▶ [Task statement] The records that follow must be repeated verbatim, every one of them.

▶ [Collection entries]
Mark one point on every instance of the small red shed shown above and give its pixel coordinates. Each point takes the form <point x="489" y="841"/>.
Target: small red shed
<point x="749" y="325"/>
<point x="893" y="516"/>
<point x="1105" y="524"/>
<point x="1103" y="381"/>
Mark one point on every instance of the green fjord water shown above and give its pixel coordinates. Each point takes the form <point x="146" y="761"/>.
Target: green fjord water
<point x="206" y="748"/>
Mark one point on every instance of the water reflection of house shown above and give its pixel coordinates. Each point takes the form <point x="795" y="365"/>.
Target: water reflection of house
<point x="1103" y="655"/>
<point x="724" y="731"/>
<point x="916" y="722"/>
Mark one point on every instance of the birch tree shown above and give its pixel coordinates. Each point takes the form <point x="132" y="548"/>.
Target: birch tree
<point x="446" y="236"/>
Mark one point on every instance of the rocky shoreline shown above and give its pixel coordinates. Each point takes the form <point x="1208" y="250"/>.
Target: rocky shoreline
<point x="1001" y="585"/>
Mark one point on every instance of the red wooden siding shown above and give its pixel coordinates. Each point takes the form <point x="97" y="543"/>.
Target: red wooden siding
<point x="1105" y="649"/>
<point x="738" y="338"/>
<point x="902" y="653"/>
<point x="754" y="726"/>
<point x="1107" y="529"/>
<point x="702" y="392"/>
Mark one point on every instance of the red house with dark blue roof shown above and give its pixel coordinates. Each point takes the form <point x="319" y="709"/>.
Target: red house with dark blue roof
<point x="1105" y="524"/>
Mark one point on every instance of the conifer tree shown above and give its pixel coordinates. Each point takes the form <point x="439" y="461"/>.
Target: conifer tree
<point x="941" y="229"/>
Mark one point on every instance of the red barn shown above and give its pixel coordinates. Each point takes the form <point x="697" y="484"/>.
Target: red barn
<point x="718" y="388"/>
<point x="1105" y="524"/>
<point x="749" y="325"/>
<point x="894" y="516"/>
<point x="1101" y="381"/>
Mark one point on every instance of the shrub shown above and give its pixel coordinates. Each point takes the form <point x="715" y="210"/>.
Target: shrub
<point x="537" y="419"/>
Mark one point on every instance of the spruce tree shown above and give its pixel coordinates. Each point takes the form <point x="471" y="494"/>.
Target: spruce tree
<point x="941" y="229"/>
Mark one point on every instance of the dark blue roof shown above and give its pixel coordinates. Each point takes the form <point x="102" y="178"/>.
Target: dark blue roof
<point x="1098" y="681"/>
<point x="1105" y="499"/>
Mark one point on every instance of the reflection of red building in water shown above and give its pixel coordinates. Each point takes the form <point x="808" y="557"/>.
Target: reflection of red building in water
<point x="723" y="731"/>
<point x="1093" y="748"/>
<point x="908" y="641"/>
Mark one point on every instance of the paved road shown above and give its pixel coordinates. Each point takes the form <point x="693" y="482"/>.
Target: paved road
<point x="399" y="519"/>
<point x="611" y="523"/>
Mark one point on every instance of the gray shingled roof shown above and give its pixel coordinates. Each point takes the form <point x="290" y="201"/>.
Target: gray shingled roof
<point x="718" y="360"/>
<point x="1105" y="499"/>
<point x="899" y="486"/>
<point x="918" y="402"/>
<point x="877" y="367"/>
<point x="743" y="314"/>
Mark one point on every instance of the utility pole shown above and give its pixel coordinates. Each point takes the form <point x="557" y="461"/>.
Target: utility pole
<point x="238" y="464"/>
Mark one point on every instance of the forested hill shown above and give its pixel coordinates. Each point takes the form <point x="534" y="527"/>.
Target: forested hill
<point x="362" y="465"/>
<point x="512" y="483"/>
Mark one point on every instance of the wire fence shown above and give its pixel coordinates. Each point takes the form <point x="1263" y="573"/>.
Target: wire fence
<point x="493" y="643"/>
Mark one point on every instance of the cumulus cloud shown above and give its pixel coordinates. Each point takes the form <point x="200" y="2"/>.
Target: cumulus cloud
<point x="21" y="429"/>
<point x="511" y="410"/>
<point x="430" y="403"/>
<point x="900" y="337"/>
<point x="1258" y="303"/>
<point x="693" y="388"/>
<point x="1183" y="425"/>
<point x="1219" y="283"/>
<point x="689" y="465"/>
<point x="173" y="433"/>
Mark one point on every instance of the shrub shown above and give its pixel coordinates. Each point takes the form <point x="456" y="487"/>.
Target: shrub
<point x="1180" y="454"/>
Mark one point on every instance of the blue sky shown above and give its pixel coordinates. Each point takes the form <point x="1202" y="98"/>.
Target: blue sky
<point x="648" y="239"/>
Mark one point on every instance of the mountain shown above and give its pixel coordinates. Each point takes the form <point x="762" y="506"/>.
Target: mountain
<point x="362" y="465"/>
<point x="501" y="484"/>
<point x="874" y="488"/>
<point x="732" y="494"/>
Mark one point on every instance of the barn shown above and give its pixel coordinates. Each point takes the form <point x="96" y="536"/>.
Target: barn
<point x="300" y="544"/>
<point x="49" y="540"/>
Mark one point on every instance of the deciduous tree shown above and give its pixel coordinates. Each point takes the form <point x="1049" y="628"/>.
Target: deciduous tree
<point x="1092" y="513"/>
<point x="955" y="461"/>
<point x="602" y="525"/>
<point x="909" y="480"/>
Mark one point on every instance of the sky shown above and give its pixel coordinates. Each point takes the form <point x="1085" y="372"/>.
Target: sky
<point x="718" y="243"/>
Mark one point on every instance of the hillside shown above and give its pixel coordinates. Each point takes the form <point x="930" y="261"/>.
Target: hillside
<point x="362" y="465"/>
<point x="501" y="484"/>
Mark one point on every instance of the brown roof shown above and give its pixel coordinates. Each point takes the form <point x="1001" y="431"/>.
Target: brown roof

▶ [Output of the task]
Mark one point on every instance of the small red shed shown above and give its pixel coordinates. Each point takes the form <point x="489" y="841"/>.
Target: small red shed
<point x="749" y="325"/>
<point x="893" y="516"/>
<point x="1105" y="524"/>
<point x="1103" y="381"/>
Mark one point on every instance of the green fjord water shown above and give its pixel coordinates. Each point takes the form <point x="146" y="761"/>.
Target: green fjord water
<point x="206" y="748"/>
Mark one point on every instance of the water reflection of house shown above and give its pixel coordinates. Each point takes the form <point x="795" y="365"/>.
Target: water reflection of house
<point x="1103" y="655"/>
<point x="724" y="731"/>
<point x="916" y="722"/>
Mark one point on every instance of the birch tree shown above and give its pixel coordinates. Each point takes the form <point x="132" y="548"/>.
Target: birch tree
<point x="446" y="236"/>
Mark one point on every instance of the rocky shoreline shown above and give its pixel coordinates. Each point takes the form <point x="1208" y="250"/>.
Target: rocky shoreline
<point x="1001" y="585"/>
Mark one point on every instance of the red wooden siding shown above and give its pixel coordinates. Each point takes the form <point x="97" y="543"/>.
Target: red wooden siding
<point x="1105" y="649"/>
<point x="738" y="338"/>
<point x="902" y="653"/>
<point x="754" y="726"/>
<point x="1107" y="529"/>
<point x="702" y="392"/>
Mark one point on every instance of the red house with dark blue roof shown above and give its pixel coordinates. Each point takes the form <point x="319" y="709"/>.
Target: red house with dark blue roof
<point x="1105" y="524"/>
Mark one point on every instance of the conifer tree shown above and give its pixel coordinates. Each point takes the form <point x="439" y="461"/>.
Target: conifer tree
<point x="941" y="229"/>
Mark one point on every instance of the red barn shown above and give its pixel coordinates. Each point takes the form <point x="697" y="484"/>.
Target: red barn
<point x="718" y="388"/>
<point x="1105" y="524"/>
<point x="749" y="325"/>
<point x="894" y="516"/>
<point x="1101" y="381"/>
Mark one point on every instance of the shrub shown above and give its pixel coordinates. Each point takes the form <point x="715" y="210"/>.
Target: shrub
<point x="537" y="419"/>
Mark one point on every instance of the spruce tree shown above and give its pixel coordinates. Each point takes the form <point x="471" y="494"/>.
Target: spruce tree
<point x="941" y="229"/>
Mark one point on every instance of the dark blue roof shown above and give its pixel coordinates. Each point takes the form <point x="102" y="178"/>.
Target: dark blue roof
<point x="1098" y="681"/>
<point x="1105" y="499"/>
Mark one point on every instance of the reflection of red building in water shown above and give its pixel coordinates. Each point takes the form <point x="808" y="557"/>.
Target: reflection of red building in water
<point x="723" y="731"/>
<point x="1093" y="748"/>
<point x="908" y="641"/>
Mark one point on every instance of the paved road shown above and give its pixel coordinates. Each point takes the form <point x="693" y="482"/>.
Target: paved road
<point x="399" y="519"/>
<point x="611" y="523"/>
Mark one point on every instance of the gray shingled roof shown above and give its pixel coordinates. Each point takes the form <point x="290" y="201"/>.
Target: gray shingled roof
<point x="718" y="360"/>
<point x="1105" y="499"/>
<point x="899" y="486"/>
<point x="918" y="402"/>
<point x="877" y="367"/>
<point x="743" y="314"/>
Mark one point on every instance of the utility pole shown above and give its pixel coordinates. Each point takes the form <point x="557" y="461"/>.
Target: utility pole
<point x="238" y="464"/>
Mark one point on every instance of the forested hill shown above and give its pixel coordinates. Each point takes the form <point x="534" y="527"/>.
Target: forested hill
<point x="362" y="465"/>
<point x="512" y="483"/>
Mark one point on every instance of the wire fence shown above and give its pixel coordinates. Each point takes the form <point x="1263" y="573"/>.
Target: wire fence
<point x="493" y="643"/>
Mark one point on every instance of the cumulus cloud shown above and give its pixel coordinates. Each point takes the form <point x="200" y="2"/>.
Target: cumulus cloud
<point x="21" y="429"/>
<point x="511" y="410"/>
<point x="430" y="403"/>
<point x="900" y="337"/>
<point x="1258" y="303"/>
<point x="693" y="388"/>
<point x="1183" y="425"/>
<point x="1219" y="283"/>
<point x="689" y="465"/>
<point x="173" y="433"/>
Mark one point on every instance of the shrub shown above and give its pixel coordinates. Each point takes the form <point x="456" y="487"/>.
Target: shrub
<point x="1180" y="454"/>
Mark one point on every instance of the blue sky shown above and give its pixel coordinates. Each point takes the form <point x="1202" y="98"/>.
Target: blue sky
<point x="648" y="239"/>
Mark one point on every instance of the mountain shown above and give its pixel coordinates. Each point takes the form <point x="762" y="506"/>.
Target: mountain
<point x="362" y="465"/>
<point x="501" y="484"/>
<point x="874" y="488"/>
<point x="732" y="494"/>
Mark one point on every instance of the barn shown above and give its pixel coordinates. Each point takes the form <point x="96" y="536"/>.
Target: barn
<point x="300" y="544"/>
<point x="49" y="540"/>
Mark one point on every instance of the deciduous tree shown above and give its pixel coordinates. Each point takes the form <point x="1049" y="628"/>.
Target: deciduous tree
<point x="1092" y="513"/>
<point x="955" y="461"/>
<point x="602" y="525"/>
<point x="909" y="480"/>
Mark one point on every instance of the sky shown above and give its pixel coordinates. Each point takes the form <point x="1085" y="372"/>.
Target: sky
<point x="718" y="243"/>
Mark one point on every instance of the hillside shown above and give its pixel coordinates. Each point takes the form <point x="930" y="261"/>.
Target: hillside
<point x="362" y="465"/>
<point x="501" y="484"/>
Mark one point on every instance of the brown roof shown above and give its pixel coordinates. Each point takes the form <point x="1001" y="431"/>.
Target: brown roof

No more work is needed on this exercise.